- _DIRECTIONS FOR THIS TASK_: All that should come back is the lines of the data below from the one containing "<point>332,29</point>" to the one containing "<point>209,8</point>", inclusive, exactly as they stand.

:: SOURCE INFORMATION ::

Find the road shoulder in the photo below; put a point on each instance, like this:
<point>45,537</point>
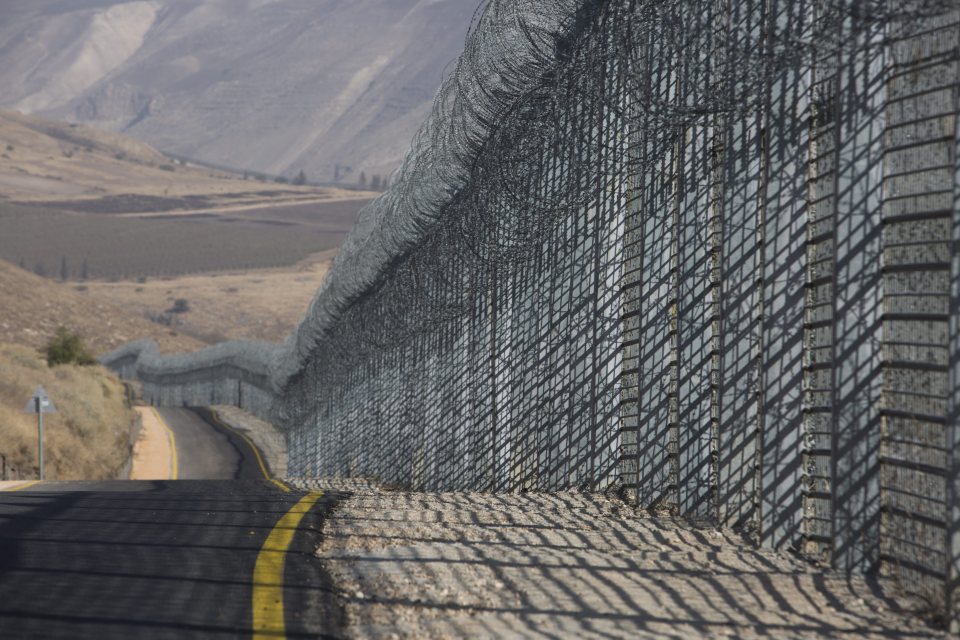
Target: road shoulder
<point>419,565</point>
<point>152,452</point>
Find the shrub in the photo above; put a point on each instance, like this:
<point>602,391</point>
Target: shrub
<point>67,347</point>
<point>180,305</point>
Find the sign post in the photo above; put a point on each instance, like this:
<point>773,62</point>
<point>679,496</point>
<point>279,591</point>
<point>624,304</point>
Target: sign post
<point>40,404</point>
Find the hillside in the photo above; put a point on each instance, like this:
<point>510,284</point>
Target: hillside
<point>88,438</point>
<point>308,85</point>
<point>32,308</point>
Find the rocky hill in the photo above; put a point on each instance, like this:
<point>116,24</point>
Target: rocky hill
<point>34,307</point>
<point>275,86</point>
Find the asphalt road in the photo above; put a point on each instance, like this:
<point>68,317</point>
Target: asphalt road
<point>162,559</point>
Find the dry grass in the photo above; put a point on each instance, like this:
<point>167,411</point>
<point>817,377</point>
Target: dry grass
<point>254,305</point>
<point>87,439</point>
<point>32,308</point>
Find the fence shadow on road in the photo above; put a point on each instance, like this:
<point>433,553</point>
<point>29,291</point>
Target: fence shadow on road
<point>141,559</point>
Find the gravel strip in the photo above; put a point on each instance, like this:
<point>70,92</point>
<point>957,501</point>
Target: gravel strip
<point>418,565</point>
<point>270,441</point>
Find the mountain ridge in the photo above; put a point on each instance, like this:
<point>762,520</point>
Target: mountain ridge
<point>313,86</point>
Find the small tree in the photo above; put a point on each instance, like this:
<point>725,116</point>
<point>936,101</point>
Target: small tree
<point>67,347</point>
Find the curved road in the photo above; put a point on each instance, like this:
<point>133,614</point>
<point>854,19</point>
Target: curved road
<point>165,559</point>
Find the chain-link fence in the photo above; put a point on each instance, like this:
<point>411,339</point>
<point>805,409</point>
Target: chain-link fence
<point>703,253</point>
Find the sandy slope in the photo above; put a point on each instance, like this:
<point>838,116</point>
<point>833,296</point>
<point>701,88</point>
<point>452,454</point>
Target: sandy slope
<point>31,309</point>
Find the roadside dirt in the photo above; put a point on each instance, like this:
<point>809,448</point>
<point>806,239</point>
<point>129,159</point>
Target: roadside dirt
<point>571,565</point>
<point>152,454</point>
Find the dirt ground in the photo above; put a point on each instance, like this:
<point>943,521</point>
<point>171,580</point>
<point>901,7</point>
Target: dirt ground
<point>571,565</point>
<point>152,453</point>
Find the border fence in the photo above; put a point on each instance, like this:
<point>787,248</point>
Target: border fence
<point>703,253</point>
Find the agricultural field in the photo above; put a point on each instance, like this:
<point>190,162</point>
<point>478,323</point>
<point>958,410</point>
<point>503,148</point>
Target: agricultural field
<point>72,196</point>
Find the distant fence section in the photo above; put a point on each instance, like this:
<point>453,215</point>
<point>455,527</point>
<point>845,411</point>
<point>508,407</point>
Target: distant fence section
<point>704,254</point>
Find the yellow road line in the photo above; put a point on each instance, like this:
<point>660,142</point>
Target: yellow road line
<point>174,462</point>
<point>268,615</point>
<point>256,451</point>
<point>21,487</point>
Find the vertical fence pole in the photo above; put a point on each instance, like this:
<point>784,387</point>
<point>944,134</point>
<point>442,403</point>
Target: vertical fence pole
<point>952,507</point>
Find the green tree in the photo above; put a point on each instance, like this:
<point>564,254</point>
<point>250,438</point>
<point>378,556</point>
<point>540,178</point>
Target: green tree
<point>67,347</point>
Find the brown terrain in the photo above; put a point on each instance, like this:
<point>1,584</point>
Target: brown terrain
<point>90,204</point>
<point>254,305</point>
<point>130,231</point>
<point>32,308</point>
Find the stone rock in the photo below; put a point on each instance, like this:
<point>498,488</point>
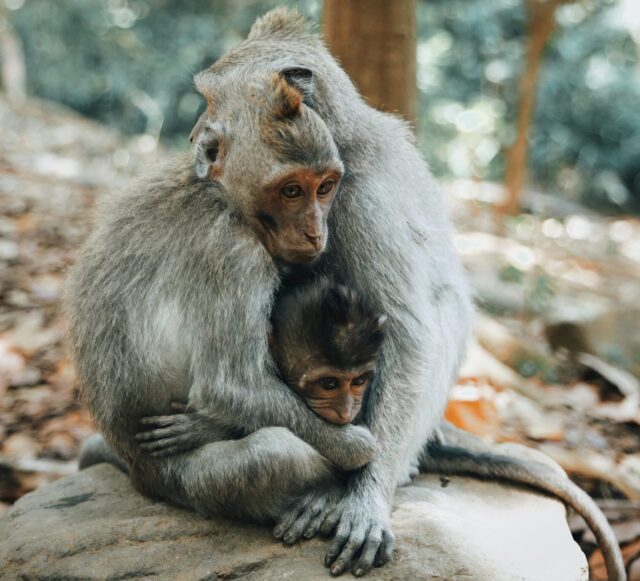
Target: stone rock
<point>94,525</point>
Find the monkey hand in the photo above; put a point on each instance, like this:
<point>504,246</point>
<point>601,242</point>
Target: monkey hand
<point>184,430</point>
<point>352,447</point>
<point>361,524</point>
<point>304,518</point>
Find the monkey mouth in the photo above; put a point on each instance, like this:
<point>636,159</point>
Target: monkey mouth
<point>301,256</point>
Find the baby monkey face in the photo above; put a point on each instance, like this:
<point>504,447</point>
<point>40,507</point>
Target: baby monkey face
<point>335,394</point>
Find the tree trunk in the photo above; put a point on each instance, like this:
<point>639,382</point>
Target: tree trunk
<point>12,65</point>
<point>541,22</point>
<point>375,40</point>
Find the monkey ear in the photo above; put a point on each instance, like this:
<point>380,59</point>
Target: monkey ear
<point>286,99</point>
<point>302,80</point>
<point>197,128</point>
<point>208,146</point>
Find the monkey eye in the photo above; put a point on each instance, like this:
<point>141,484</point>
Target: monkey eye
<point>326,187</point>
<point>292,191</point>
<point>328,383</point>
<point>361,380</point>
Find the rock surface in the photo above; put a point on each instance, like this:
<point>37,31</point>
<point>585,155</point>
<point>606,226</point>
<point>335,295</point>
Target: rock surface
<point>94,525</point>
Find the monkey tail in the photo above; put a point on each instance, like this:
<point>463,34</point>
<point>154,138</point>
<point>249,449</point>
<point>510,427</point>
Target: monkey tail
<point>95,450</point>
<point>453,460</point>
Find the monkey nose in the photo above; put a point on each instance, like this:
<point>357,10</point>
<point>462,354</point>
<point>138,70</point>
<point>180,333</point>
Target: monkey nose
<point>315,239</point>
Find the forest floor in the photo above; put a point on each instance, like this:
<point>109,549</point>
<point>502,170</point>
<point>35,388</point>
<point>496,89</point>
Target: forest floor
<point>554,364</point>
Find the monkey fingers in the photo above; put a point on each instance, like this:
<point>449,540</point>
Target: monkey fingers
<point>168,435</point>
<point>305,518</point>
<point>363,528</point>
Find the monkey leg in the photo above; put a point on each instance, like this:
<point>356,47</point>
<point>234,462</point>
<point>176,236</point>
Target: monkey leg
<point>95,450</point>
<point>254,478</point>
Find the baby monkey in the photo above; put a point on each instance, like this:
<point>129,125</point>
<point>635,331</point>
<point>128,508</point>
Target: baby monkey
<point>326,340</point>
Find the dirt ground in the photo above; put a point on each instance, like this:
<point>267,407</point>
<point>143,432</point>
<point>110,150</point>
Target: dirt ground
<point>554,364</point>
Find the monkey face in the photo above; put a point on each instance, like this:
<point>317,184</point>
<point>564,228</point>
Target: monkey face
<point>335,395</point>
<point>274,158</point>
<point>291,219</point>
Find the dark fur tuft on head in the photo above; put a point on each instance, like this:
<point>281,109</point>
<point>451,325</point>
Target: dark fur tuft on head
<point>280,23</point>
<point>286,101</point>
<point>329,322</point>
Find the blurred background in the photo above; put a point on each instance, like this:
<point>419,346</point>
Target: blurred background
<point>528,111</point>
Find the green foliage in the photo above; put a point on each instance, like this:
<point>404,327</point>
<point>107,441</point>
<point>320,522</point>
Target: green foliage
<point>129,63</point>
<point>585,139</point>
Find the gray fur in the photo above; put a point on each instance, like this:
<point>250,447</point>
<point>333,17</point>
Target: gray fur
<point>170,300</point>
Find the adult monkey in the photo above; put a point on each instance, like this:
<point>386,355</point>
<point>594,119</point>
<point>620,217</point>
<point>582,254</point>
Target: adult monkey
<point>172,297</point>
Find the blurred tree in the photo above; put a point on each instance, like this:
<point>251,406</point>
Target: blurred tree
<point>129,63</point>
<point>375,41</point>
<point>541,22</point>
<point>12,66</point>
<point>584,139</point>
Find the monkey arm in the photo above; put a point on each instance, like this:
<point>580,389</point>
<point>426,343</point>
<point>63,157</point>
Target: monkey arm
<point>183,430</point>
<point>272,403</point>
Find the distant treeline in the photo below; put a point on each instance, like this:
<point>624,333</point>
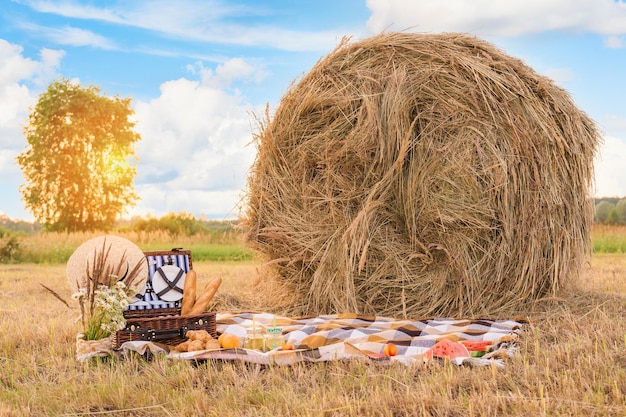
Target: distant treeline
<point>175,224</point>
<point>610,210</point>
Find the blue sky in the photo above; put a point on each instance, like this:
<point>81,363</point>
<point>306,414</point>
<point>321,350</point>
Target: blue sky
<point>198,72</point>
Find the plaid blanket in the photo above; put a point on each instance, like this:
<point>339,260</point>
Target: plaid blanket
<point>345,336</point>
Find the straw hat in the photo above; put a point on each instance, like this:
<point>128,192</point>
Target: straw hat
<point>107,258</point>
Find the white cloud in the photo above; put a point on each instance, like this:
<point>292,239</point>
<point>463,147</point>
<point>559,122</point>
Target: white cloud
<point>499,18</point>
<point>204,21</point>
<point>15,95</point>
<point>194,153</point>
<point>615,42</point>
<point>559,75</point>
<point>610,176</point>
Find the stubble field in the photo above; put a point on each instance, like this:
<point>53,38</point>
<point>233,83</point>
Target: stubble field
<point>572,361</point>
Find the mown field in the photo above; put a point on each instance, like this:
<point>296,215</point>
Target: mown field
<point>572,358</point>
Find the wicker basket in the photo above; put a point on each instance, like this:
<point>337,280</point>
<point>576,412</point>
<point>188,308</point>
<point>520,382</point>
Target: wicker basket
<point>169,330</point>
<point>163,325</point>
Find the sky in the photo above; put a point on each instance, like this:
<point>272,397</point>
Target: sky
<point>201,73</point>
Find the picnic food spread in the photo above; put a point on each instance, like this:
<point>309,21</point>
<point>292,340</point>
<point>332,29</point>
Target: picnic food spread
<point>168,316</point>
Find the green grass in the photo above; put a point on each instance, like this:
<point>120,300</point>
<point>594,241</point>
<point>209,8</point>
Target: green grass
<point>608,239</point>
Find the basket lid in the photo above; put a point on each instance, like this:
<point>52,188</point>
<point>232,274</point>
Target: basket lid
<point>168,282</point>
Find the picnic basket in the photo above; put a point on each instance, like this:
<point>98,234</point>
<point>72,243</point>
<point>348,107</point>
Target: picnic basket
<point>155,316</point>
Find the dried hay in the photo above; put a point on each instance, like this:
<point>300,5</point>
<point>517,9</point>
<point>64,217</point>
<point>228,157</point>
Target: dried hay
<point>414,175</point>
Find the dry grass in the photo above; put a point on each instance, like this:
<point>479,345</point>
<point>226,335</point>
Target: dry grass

:::

- _SOLUTION TO THIS TASK_:
<point>332,29</point>
Target: picnic food spread
<point>168,316</point>
Find the green grass in the photo above; put a point on each instance, like this:
<point>120,300</point>
<point>594,241</point>
<point>209,8</point>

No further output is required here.